Object location annotation data

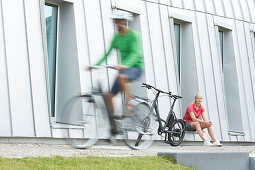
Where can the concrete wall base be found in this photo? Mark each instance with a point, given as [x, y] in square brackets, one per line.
[212, 160]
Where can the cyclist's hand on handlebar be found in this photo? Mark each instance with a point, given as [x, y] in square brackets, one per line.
[88, 68]
[121, 67]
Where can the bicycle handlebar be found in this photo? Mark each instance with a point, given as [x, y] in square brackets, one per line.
[102, 66]
[168, 93]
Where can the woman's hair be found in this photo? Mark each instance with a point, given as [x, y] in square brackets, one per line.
[197, 94]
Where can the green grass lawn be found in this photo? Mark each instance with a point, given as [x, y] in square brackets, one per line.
[111, 163]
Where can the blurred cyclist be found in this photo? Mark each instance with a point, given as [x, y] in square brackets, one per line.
[127, 42]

PROBLEM REQUIREMENTS
Starting at the line that contains "Where can the blurred" and continuing to the end of the data, change "blurred cyclist" to "distant cyclist" and leave everything else unchanged. Write out only those lines.

WRITTEN REPLY
Where can the distant cyclist be found in this photo? Mark each instance with a point, given as [x, y] in square brackets, one per line.
[127, 42]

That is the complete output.